> [Zu erledigen]
**a.** Beantworten Sie anhand des Textauszugs über The Acid, jede Antwort in einer eigenen Zeile:
(i) Wie viele Musiker gehören laut Text zu The Acid?
(ii) Was haben die Musiker beruflich gemeinsam?
(iii) Wie wirkt ihre Produktionsweise?
**b.** Geben Sie aus dem Textauszug über The Acid alles von „The Acid, das“ bis hinunter zu „Genre-Grenzen mühelos überwinden.“ erneut wieder, und ersetzen Sie dabei „Trio“ durch „Gespann“.

The Acid, das ist ein bunt zusammengewürfelter Haufen von Musikprofis, der sich erst weniger als einem Jahr zusammengefunden hatten. Alle drei Musiker haben einen ähnlichen beruflichen Hintergrund. Gemeinsam geben sie ein kongeniales Trio ab, weil ihre Produktionsweise wie von einer unsichtbaren Hand synchronisiert wirkt und weil sie damit Genre-Grenzen mühelos überwinden.

> [Bereitgestelltes Material]

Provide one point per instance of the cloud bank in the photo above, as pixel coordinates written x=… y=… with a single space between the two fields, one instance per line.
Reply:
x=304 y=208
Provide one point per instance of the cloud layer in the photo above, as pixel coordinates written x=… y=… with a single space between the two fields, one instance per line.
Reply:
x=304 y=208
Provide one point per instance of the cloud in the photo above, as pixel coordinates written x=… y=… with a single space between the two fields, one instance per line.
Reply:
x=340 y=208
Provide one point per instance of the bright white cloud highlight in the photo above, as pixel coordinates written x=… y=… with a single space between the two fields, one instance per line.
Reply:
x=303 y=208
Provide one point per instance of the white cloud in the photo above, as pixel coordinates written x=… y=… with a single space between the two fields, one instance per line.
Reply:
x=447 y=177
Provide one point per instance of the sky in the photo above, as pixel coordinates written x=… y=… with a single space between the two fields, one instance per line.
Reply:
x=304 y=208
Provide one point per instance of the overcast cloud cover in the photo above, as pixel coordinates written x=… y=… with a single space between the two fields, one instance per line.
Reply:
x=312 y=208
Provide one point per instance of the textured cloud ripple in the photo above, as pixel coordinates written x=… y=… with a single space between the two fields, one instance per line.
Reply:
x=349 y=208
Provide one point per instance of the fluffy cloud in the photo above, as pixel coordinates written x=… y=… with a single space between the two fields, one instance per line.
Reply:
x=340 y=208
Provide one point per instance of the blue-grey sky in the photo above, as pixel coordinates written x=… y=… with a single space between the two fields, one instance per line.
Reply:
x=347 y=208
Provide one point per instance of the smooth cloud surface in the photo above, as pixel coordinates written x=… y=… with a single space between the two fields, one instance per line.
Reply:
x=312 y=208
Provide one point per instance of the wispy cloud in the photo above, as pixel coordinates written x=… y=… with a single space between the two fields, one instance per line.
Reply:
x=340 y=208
==
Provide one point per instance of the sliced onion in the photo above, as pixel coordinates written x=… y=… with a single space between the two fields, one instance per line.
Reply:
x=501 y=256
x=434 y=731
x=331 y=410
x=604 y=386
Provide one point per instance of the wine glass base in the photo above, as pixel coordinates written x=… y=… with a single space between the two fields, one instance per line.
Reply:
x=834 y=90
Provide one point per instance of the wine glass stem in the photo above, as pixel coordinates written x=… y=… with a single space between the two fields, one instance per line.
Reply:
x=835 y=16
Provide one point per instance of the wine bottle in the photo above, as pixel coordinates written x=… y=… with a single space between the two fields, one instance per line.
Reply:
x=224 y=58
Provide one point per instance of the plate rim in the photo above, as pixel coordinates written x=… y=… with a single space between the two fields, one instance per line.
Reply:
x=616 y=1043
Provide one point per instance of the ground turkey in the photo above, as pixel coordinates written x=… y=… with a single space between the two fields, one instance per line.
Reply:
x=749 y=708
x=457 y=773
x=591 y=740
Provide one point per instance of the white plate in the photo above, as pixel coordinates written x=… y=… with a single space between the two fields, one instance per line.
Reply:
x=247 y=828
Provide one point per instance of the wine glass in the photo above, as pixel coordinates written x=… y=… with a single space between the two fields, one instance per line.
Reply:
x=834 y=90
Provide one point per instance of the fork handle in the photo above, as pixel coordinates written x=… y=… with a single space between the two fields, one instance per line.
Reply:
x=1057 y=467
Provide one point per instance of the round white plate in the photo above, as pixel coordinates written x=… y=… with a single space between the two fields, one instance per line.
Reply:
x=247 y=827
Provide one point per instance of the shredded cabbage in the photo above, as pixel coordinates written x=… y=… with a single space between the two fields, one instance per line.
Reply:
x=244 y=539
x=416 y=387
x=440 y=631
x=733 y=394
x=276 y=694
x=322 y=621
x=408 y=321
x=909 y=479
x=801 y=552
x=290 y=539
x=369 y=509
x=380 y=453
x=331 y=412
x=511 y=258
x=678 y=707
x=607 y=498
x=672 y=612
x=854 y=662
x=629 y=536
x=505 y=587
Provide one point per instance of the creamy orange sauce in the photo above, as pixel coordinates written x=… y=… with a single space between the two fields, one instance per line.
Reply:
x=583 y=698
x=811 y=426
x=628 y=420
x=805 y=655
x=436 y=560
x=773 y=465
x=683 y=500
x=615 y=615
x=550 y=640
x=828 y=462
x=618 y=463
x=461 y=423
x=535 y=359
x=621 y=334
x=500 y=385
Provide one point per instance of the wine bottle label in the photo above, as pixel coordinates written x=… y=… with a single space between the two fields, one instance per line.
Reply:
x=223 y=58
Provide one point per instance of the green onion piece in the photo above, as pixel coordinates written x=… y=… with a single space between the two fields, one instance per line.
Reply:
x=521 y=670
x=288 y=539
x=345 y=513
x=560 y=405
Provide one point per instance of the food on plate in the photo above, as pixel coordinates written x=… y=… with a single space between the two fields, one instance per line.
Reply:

> [Erwartete Antworten]
**a.**
(i) Drei.
(ii) Sie haben einen ähnlichen beruflichen Hintergrund.
(iii) Wie von einer unsichtbaren Hand synchronisiert.

**b.**
The Acid, das ist ein bunt zusammengewürfelter Haufen von Musikprofis, der sich erst weniger als einem Jahr zusammengefunden hatten. Alle drei Musiker haben einen ähnlichen beruflichen Hintergrund. Gemeinsam geben sie ein kongeniales Gespann ab, weil ihre Produktionsweise wie von einer unsichtbaren Hand synchronisiert wirkt und weil sie damit Genre-Grenzen mühelos überwinden.